**REQUIREMENT:**
Please copy out the entries below with every "outline" switched to "boundary" and nothing else changed. Omit the pictures.

**TASK INPUTS:**
========
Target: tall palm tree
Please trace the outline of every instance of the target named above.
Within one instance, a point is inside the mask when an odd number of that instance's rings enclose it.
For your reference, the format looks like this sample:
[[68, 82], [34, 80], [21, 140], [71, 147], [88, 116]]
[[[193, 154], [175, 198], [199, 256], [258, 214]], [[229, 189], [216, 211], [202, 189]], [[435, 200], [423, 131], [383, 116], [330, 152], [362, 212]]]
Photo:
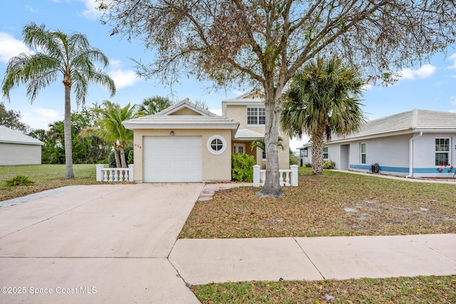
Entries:
[[138, 105], [140, 115], [153, 115], [172, 105], [172, 101], [167, 97], [153, 96], [142, 100], [142, 103]]
[[[125, 128], [122, 122], [137, 117], [135, 105], [130, 103], [123, 108], [117, 103], [105, 100], [100, 110], [102, 118], [97, 122], [99, 127], [87, 127], [79, 135], [95, 136], [107, 142], [113, 142], [115, 164], [118, 168], [126, 168], [125, 147], [133, 141], [133, 131]], [[117, 148], [120, 150], [120, 160], [117, 154]]]
[[325, 140], [359, 129], [365, 121], [358, 97], [366, 82], [338, 58], [318, 58], [292, 78], [283, 103], [281, 126], [289, 135], [308, 134], [312, 141], [312, 170], [323, 172]]
[[100, 62], [105, 68], [109, 63], [108, 58], [101, 51], [91, 48], [87, 37], [81, 33], [67, 35], [32, 22], [24, 27], [22, 34], [24, 44], [35, 53], [22, 53], [9, 60], [1, 85], [3, 94], [9, 100], [9, 91], [22, 83], [33, 102], [40, 90], [63, 76], [60, 79], [65, 87], [65, 177], [73, 178], [71, 89], [74, 88], [78, 105], [85, 103], [91, 82], [107, 88], [113, 96], [114, 81], [94, 63]]

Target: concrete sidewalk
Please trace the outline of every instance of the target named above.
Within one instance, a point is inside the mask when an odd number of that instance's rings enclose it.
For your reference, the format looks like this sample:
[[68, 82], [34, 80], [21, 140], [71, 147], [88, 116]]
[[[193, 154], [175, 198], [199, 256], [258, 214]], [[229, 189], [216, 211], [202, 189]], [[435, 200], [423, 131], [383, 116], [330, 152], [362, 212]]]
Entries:
[[456, 274], [456, 234], [179, 239], [170, 261], [187, 284]]

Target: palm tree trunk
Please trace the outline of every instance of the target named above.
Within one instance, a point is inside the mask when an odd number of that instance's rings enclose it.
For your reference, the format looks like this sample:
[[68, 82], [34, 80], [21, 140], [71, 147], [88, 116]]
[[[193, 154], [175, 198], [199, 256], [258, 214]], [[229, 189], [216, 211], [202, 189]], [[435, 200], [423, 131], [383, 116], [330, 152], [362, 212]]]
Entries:
[[115, 167], [116, 168], [121, 168], [122, 166], [120, 165], [120, 160], [119, 159], [119, 154], [117, 154], [117, 142], [114, 142], [113, 144], [113, 146], [114, 147], [114, 159], [115, 159]]
[[125, 144], [123, 142], [120, 142], [119, 147], [120, 148], [120, 162], [122, 162], [122, 167], [127, 168], [127, 161], [125, 160]]
[[71, 100], [70, 99], [71, 88], [65, 85], [65, 118], [63, 120], [63, 133], [65, 137], [65, 178], [73, 179], [73, 149], [71, 141]]
[[323, 174], [323, 150], [325, 141], [323, 129], [311, 135], [312, 138], [312, 172], [314, 174]]

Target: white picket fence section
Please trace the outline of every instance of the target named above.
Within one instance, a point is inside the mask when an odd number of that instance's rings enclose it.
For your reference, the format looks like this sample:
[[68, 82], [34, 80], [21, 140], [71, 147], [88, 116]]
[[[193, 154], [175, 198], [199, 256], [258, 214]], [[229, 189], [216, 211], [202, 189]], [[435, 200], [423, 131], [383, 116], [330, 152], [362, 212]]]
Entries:
[[128, 168], [105, 168], [104, 164], [95, 165], [97, 182], [133, 182], [133, 165]]
[[[292, 164], [290, 169], [281, 169], [279, 170], [279, 183], [282, 187], [298, 187], [298, 166]], [[261, 169], [259, 165], [254, 166], [254, 187], [260, 187], [264, 184], [266, 180], [266, 170]]]

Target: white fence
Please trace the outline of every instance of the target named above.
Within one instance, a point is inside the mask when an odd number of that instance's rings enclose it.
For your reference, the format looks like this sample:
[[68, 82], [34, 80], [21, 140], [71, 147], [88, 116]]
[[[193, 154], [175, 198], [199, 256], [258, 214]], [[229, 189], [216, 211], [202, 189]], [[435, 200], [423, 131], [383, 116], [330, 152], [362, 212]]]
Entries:
[[[263, 186], [266, 180], [266, 170], [259, 168], [258, 164], [254, 166], [254, 187]], [[298, 166], [292, 164], [289, 169], [281, 169], [279, 174], [281, 186], [298, 187]]]
[[95, 165], [97, 182], [133, 182], [133, 165], [128, 168], [105, 168], [104, 164]]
========
**EXERCISE RESPONSE:**
Target: tall palm tree
Please trace the boundary of every instance of the target named above.
Within one instance, a point is inside the mask when an odd number of that instance's rings enclose it.
For your reference, the format looks like this sample:
[[68, 82], [34, 80], [21, 140], [71, 147], [88, 116]]
[[[193, 154], [175, 198], [199, 256], [258, 214]], [[229, 189], [216, 211], [202, 189]], [[435, 200], [423, 131], [383, 116], [330, 152], [362, 212]]]
Photo:
Entries:
[[138, 105], [140, 115], [153, 115], [172, 105], [172, 101], [167, 97], [153, 96], [142, 100], [142, 103]]
[[[125, 128], [122, 122], [137, 117], [135, 105], [130, 103], [123, 108], [117, 103], [105, 100], [100, 110], [102, 118], [97, 122], [99, 127], [87, 127], [79, 135], [95, 136], [107, 142], [113, 142], [115, 164], [118, 168], [126, 168], [125, 147], [133, 141], [133, 131]], [[117, 148], [120, 150], [120, 160], [117, 154]]]
[[325, 140], [359, 129], [365, 121], [358, 97], [366, 82], [338, 58], [318, 58], [292, 78], [283, 103], [281, 126], [289, 135], [308, 134], [312, 141], [312, 170], [323, 172]]
[[100, 62], [105, 68], [109, 63], [108, 58], [101, 51], [91, 48], [87, 37], [81, 33], [67, 35], [32, 22], [24, 27], [22, 34], [24, 44], [35, 53], [22, 53], [9, 60], [1, 85], [3, 94], [9, 100], [9, 91], [22, 83], [33, 102], [40, 90], [63, 76], [60, 79], [65, 87], [65, 177], [73, 178], [71, 89], [74, 88], [78, 105], [85, 103], [91, 82], [107, 88], [113, 96], [114, 81], [94, 63]]

Target: concrete sidewalk
Please trace the boundary of every instance of the target named above.
Within one instance, a point is inside the mask when an odd number of that instance's rings enclose it.
For your reference, the format looks like this sample:
[[68, 82], [34, 80], [21, 140], [71, 147], [88, 116]]
[[[193, 154], [175, 198], [199, 256], [258, 214]], [[229, 189], [216, 211], [202, 189]], [[435, 200], [423, 131], [383, 116], [330, 152], [362, 212]]]
Entries:
[[456, 274], [456, 234], [179, 239], [170, 261], [187, 284]]

Target: palm tree trunk
Please trace the boundary of every instance of the target named above.
Within one instance, a point is inside the mask when an odd number of that instance's rings enclose it.
For your reference, the format looks like this sample:
[[68, 82], [34, 80], [21, 140], [71, 147], [88, 116]]
[[[193, 154], [175, 198], [199, 256], [258, 214]], [[229, 189], [216, 211], [202, 189]], [[435, 200], [423, 131], [383, 116], [330, 152], [362, 212]]]
Entries:
[[115, 167], [116, 168], [121, 168], [122, 166], [120, 165], [120, 160], [119, 159], [119, 154], [117, 154], [117, 142], [114, 142], [113, 144], [113, 146], [114, 147], [114, 159], [115, 159]]
[[125, 144], [123, 142], [120, 142], [119, 147], [120, 148], [120, 162], [122, 162], [122, 167], [127, 168], [127, 161], [125, 160]]
[[71, 100], [70, 99], [71, 88], [65, 85], [65, 118], [63, 120], [63, 133], [65, 137], [65, 178], [73, 179], [73, 149], [71, 141]]
[[323, 174], [323, 150], [325, 141], [323, 129], [311, 135], [312, 138], [312, 172], [314, 174]]

Target: white picket fence section
Please trace the boundary of every instance of the target named above.
Within one instance, a point is inside the mask when an odd number of that instance's rings enclose it.
For your reference, the format looks like this sample:
[[68, 82], [34, 80], [21, 140], [71, 147], [88, 116]]
[[[193, 154], [175, 198], [199, 256], [258, 214]], [[229, 189], [216, 211], [202, 189]], [[435, 200], [423, 131], [383, 116], [330, 152], [362, 212]]]
Entries:
[[128, 168], [105, 168], [104, 164], [95, 165], [97, 182], [133, 182], [133, 165]]
[[[292, 164], [290, 169], [281, 169], [279, 170], [279, 183], [282, 187], [298, 187], [298, 166]], [[261, 169], [259, 165], [254, 166], [254, 187], [260, 187], [264, 184], [266, 180], [266, 170]]]

Target: white fence
Please trace the boundary of every instance of the target named above.
Within one instance, a point is inside the mask when an odd number of that instance's rings enclose it.
For your reference, the format looks like this sample:
[[68, 82], [34, 80], [21, 140], [71, 147], [88, 116]]
[[[193, 154], [175, 198], [199, 256], [258, 214]], [[229, 189], [216, 211], [202, 189]], [[435, 200], [423, 131], [383, 116], [330, 152], [362, 212]]]
Entries:
[[[263, 186], [266, 180], [266, 170], [259, 168], [258, 164], [254, 166], [254, 187]], [[298, 166], [292, 164], [289, 169], [281, 169], [279, 174], [281, 186], [298, 187]]]
[[95, 165], [97, 182], [133, 182], [133, 165], [128, 168], [105, 168], [104, 164]]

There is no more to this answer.